Problem statement: Rewrite the listing below with every occurrence of "each instance" changed to "every instance", keeping everything else the same. Omit the pictures from your answer.

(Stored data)
»»

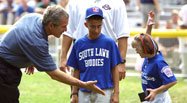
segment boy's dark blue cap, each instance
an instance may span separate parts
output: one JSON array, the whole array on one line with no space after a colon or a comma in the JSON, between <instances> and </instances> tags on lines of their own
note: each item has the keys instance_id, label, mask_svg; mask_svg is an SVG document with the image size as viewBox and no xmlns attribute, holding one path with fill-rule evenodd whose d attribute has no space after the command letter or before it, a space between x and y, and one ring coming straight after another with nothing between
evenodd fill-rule
<instances>
[{"instance_id":1,"label":"boy's dark blue cap","mask_svg":"<svg viewBox=\"0 0 187 103\"><path fill-rule=\"evenodd\" d=\"M101 16L103 19L103 11L98 7L91 7L86 10L86 18L89 18L91 16L98 15Z\"/></svg>"}]
</instances>

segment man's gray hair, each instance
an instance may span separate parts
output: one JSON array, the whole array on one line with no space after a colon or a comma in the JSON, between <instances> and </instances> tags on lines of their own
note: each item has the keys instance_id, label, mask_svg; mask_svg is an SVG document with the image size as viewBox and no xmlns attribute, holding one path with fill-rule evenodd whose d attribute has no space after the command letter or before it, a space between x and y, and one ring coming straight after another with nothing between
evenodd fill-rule
<instances>
[{"instance_id":1,"label":"man's gray hair","mask_svg":"<svg viewBox=\"0 0 187 103\"><path fill-rule=\"evenodd\" d=\"M62 18L69 18L68 13L59 5L48 6L43 14L43 25L52 22L55 26L60 25Z\"/></svg>"}]
</instances>

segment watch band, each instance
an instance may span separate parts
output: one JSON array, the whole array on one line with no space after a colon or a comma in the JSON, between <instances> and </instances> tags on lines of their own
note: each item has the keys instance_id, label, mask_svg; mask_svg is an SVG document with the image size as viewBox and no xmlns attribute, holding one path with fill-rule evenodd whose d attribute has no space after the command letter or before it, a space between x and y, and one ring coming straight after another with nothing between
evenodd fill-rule
<instances>
[{"instance_id":1,"label":"watch band","mask_svg":"<svg viewBox=\"0 0 187 103\"><path fill-rule=\"evenodd\" d=\"M125 60L125 59L122 59L121 64L124 64L124 63L126 63L126 60Z\"/></svg>"}]
</instances>

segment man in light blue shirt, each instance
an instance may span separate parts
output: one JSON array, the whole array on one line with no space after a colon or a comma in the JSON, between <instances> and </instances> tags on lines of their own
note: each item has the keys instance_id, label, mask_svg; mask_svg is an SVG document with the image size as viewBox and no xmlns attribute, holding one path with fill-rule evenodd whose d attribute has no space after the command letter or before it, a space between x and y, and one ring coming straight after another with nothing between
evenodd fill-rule
<instances>
[{"instance_id":1,"label":"man in light blue shirt","mask_svg":"<svg viewBox=\"0 0 187 103\"><path fill-rule=\"evenodd\" d=\"M33 66L52 79L104 94L95 84L82 82L57 69L48 50L48 36L57 38L67 30L69 15L60 6L49 6L44 15L28 14L6 32L0 42L0 103L19 103L20 68Z\"/></svg>"}]
</instances>

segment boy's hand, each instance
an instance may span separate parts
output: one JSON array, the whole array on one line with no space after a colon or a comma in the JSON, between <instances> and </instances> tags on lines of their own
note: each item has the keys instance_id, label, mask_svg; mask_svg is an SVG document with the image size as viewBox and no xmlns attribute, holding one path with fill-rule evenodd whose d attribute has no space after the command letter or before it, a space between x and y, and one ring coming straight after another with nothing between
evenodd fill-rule
<instances>
[{"instance_id":1,"label":"boy's hand","mask_svg":"<svg viewBox=\"0 0 187 103\"><path fill-rule=\"evenodd\" d=\"M111 103L119 103L119 94L113 93L110 98Z\"/></svg>"},{"instance_id":2,"label":"boy's hand","mask_svg":"<svg viewBox=\"0 0 187 103\"><path fill-rule=\"evenodd\" d=\"M154 25L154 13L152 11L149 12L148 14L148 21L147 21L147 25Z\"/></svg>"},{"instance_id":3,"label":"boy's hand","mask_svg":"<svg viewBox=\"0 0 187 103\"><path fill-rule=\"evenodd\" d=\"M83 88L92 90L92 91L102 94L102 95L105 95L104 91L95 85L97 83L96 80L95 81L87 81L84 83L85 83L85 85L83 86Z\"/></svg>"},{"instance_id":4,"label":"boy's hand","mask_svg":"<svg viewBox=\"0 0 187 103\"><path fill-rule=\"evenodd\" d=\"M78 103L78 96L77 95L72 96L71 103Z\"/></svg>"},{"instance_id":5,"label":"boy's hand","mask_svg":"<svg viewBox=\"0 0 187 103\"><path fill-rule=\"evenodd\" d=\"M149 95L147 97L145 97L145 100L147 101L153 101L157 95L156 91L154 89L146 89L146 91L149 92Z\"/></svg>"}]
</instances>

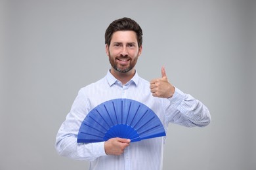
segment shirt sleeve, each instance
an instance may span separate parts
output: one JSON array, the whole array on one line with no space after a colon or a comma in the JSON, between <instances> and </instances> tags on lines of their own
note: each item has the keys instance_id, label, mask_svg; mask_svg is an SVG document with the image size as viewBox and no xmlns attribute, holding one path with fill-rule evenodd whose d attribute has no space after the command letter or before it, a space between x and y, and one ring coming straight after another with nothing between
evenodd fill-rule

««

Solution for this problem:
segment boy's dark blue cap, every instance
an instance may span separate parts
output: one JSON array, the whole array on one line with no space after a colon or a comma in the JSON, between <instances> and </instances> tags on lines of their own
note: each item has the keys instance_id, label, mask_svg; mask_svg is an SVG document with the image size as viewBox and no xmlns attribute, holding one path with fill-rule evenodd whose d attribute has no space after the command letter or before it, a space between x and y, and one ring coming straight after another with nothing between
evenodd fill-rule
<instances>
[{"instance_id":1,"label":"boy's dark blue cap","mask_svg":"<svg viewBox=\"0 0 187 103\"><path fill-rule=\"evenodd\" d=\"M101 16L103 19L103 11L98 7L91 7L86 10L86 18L89 18L91 16L98 15Z\"/></svg>"}]
</instances>

segment man's gray hair, every instance
an instance may span separate parts
output: one JSON array, the whole array on one line with no space after a colon or a comma in the JSON, between <instances> and </instances> tags on lines of their own
note: each item has the keys instance_id, label, mask_svg; mask_svg is an SVG document with the image size as viewBox and no xmlns attribute, holding one path with fill-rule evenodd whose d attribute has no space after the command letter or before it, a space between x and y, and one ring coming straight after another with nothing between
evenodd fill-rule
<instances>
[{"instance_id":1,"label":"man's gray hair","mask_svg":"<svg viewBox=\"0 0 187 103\"><path fill-rule=\"evenodd\" d=\"M62 18L69 18L68 13L59 5L48 6L43 14L43 25L52 22L55 26L60 25Z\"/></svg>"}]
</instances>

segment watch band, every instance
an instance may span separate parts
output: one JSON array, the whole array on one line with no space after a colon or a comma in the JSON, between <instances> and </instances> tags on lines of their own
note: each item has the keys instance_id, label, mask_svg; mask_svg is an SVG document with the image size as viewBox and no xmlns attribute, holding one path with fill-rule evenodd whose d attribute has no space after the command letter or before it, a space between x and y, and one ring coming straight after another with nothing between
evenodd fill-rule
<instances>
[{"instance_id":1,"label":"watch band","mask_svg":"<svg viewBox=\"0 0 187 103\"><path fill-rule=\"evenodd\" d=\"M125 60L125 59L122 59L121 64L124 64L124 63L126 63L126 60Z\"/></svg>"}]
</instances>

segment man in light blue shirt, every instance
an instance may span separate parts
output: one JSON array, the whole array on one line with no space after a colon or a comma in the JSON, between <instances> and </instances> tags on lines of their own
note: each item has the keys instance_id, label, mask_svg; mask_svg is an SVG document with the image size as viewBox and no xmlns attribute, holding one path with fill-rule evenodd whose d attribute has no space after the command letter or before it, a space between x and y, and one ring coming straight after another with nothing between
evenodd fill-rule
<instances>
[{"instance_id":1,"label":"man in light blue shirt","mask_svg":"<svg viewBox=\"0 0 187 103\"><path fill-rule=\"evenodd\" d=\"M33 66L52 79L104 94L95 84L82 82L57 69L48 50L48 36L57 38L67 30L69 15L60 6L49 6L44 15L28 14L6 32L0 42L0 103L19 103L20 68Z\"/></svg>"}]
</instances>

segment boy's hand, every instance
an instance may span separate parts
output: one JSON array, the whole array on one line with no space after a colon or a comma in the JSON, between <instances> and </instances> tags on lines of their own
note: each item has the keys instance_id, label, mask_svg; mask_svg is an SVG document with the image size as viewBox and no xmlns attribute, holding one path with fill-rule evenodd whose d attribute has no space after the command letter or before it, a space between x and y, and one ring coming straight after another with nothing between
evenodd fill-rule
<instances>
[{"instance_id":1,"label":"boy's hand","mask_svg":"<svg viewBox=\"0 0 187 103\"><path fill-rule=\"evenodd\" d=\"M111 103L119 103L119 94L113 93L110 98Z\"/></svg>"},{"instance_id":2,"label":"boy's hand","mask_svg":"<svg viewBox=\"0 0 187 103\"><path fill-rule=\"evenodd\" d=\"M154 25L154 13L152 11L149 12L148 14L148 21L147 21L147 25Z\"/></svg>"},{"instance_id":3,"label":"boy's hand","mask_svg":"<svg viewBox=\"0 0 187 103\"><path fill-rule=\"evenodd\" d=\"M83 88L92 90L92 91L102 94L102 95L105 95L104 91L95 85L97 83L96 80L95 81L87 81L84 83L85 83L85 85L83 86Z\"/></svg>"},{"instance_id":4,"label":"boy's hand","mask_svg":"<svg viewBox=\"0 0 187 103\"><path fill-rule=\"evenodd\" d=\"M78 103L78 96L77 95L72 96L71 103Z\"/></svg>"},{"instance_id":5,"label":"boy's hand","mask_svg":"<svg viewBox=\"0 0 187 103\"><path fill-rule=\"evenodd\" d=\"M149 95L147 97L145 97L145 100L147 101L153 101L157 95L156 91L154 89L146 89L146 91L149 92Z\"/></svg>"}]
</instances>

segment shirt sleeve, every instance
an instance may span separate parts
output: one JSON array, the whole array on one line with no space after a colon or a comma in the JSON, between <instances> and </instances> tags on lines of their own
note: each item has the keys instance_id, label, mask_svg; mask_svg is an SVG document with the image size as viewBox and no xmlns attribute, holding one path with fill-rule evenodd whose d attribute has no space after the command letter or before it, a space between x and y, and one ring coming straight after another with nothing between
evenodd fill-rule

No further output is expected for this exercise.